(What you need to do): Check each line of the material that follows, and copy those holding the string "below".
Start of Records for this task
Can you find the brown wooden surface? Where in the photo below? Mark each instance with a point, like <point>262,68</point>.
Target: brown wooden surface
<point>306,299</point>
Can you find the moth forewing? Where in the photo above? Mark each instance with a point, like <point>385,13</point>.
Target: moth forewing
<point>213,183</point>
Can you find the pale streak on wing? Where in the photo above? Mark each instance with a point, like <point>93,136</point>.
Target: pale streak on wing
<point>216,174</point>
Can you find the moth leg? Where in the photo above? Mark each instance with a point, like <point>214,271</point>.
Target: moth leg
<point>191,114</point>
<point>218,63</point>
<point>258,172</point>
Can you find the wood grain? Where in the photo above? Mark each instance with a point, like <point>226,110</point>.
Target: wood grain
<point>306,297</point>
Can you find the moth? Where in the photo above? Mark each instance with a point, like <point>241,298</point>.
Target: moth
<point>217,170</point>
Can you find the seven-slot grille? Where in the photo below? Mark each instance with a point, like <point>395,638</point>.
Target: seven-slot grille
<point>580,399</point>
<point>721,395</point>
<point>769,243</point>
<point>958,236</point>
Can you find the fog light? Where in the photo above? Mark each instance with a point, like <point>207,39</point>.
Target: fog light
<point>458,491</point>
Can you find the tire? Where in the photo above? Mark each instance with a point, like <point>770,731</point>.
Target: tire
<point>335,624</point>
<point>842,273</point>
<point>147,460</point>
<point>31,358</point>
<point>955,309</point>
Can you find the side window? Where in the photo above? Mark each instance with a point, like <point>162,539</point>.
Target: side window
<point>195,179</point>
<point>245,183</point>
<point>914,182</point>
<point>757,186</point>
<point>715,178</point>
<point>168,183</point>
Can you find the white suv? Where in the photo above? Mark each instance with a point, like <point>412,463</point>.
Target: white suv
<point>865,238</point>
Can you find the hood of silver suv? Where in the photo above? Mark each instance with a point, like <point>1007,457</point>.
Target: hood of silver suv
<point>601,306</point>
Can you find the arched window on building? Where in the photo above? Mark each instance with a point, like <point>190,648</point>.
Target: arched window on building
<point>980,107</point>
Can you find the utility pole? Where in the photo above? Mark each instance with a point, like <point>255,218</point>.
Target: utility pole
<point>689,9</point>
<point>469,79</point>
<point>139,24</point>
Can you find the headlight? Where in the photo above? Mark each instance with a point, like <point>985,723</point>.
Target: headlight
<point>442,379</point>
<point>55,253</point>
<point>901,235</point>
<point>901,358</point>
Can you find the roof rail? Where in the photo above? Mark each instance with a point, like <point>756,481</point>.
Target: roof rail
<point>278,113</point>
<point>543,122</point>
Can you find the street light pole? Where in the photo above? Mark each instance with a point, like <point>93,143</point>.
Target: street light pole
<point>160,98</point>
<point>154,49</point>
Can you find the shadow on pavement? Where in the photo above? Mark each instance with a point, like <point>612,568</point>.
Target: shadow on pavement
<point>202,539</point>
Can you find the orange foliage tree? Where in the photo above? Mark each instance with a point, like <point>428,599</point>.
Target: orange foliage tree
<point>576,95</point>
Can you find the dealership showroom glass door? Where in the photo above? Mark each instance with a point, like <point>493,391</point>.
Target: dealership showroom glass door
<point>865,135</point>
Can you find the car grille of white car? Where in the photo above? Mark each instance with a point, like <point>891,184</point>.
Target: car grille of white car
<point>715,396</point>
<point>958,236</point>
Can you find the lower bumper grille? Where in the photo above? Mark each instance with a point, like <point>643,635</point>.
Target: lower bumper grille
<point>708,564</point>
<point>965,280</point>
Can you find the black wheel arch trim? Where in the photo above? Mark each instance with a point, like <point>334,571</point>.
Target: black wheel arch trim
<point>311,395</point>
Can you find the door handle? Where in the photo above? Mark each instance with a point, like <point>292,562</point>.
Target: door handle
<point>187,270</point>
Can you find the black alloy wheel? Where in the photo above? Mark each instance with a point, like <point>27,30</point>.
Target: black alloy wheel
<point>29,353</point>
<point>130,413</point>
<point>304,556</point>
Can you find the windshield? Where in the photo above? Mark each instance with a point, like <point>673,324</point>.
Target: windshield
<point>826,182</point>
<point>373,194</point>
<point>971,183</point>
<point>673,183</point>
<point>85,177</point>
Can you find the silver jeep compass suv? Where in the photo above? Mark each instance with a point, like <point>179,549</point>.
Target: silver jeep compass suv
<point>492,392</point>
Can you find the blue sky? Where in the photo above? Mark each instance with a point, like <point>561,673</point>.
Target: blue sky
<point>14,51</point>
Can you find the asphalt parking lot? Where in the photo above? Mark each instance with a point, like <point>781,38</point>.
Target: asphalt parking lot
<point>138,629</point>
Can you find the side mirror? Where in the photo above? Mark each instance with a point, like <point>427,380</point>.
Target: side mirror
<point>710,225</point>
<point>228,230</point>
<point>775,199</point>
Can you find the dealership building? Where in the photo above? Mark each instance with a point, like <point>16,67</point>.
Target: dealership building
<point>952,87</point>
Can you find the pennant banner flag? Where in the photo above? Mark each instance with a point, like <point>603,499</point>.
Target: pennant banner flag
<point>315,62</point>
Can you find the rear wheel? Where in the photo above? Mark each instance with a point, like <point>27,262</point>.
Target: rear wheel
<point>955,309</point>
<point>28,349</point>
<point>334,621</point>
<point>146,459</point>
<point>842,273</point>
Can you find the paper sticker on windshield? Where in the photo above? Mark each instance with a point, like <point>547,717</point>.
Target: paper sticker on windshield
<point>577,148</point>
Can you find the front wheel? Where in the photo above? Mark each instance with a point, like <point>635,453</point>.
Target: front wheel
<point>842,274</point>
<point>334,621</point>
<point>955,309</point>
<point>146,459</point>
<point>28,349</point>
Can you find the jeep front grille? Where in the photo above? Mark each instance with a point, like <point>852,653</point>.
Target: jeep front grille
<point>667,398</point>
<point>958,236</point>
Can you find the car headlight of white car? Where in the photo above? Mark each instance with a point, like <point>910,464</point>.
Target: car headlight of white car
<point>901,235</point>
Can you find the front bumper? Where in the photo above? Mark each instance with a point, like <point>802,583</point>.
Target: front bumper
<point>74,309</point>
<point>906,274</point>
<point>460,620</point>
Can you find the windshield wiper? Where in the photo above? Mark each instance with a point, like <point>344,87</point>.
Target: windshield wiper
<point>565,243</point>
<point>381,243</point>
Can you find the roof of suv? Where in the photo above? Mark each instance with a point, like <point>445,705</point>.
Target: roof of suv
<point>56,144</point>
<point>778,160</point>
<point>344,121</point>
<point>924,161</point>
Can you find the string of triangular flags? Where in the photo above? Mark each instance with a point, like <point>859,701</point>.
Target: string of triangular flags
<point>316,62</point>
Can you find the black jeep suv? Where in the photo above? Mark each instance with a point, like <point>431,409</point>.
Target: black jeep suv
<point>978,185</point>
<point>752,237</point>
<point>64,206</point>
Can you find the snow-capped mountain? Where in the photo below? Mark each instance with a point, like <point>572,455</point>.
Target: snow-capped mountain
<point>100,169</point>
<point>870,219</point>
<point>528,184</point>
End of Records for this task
(Written solution):
Can you find the brown wooden surface? Where in the photo below? Mark each instance with a point, like <point>262,68</point>.
Can you find the seven-slot grille? Where in the photo below? Mark each instance with a point, like <point>395,638</point>.
Can you find the snow-capped mountain? Where in the photo below? Mark each instance with a point, like <point>572,455</point>.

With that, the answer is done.